-- SUPPLIED DATA follows --

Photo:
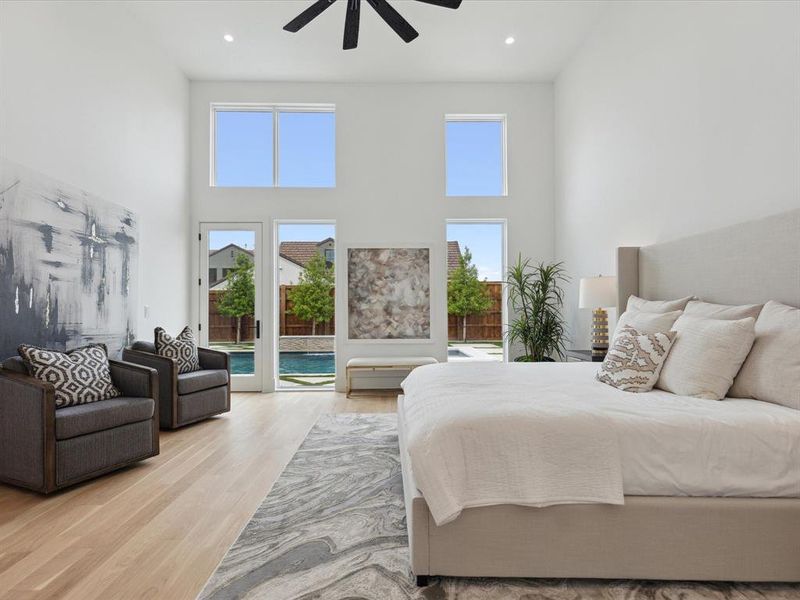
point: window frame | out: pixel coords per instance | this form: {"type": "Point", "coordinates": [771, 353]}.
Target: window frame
{"type": "Point", "coordinates": [275, 109]}
{"type": "Point", "coordinates": [480, 118]}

-- SUPPLIED DATA concluded --

*PROMPT*
Return the listing exactly as it appears, excluding any image.

*EXPECTED ANSWER*
Photo:
point: window frame | out: pixel coords per instance | this form: {"type": "Point", "coordinates": [771, 353]}.
Target: window frame
{"type": "Point", "coordinates": [275, 109]}
{"type": "Point", "coordinates": [480, 118]}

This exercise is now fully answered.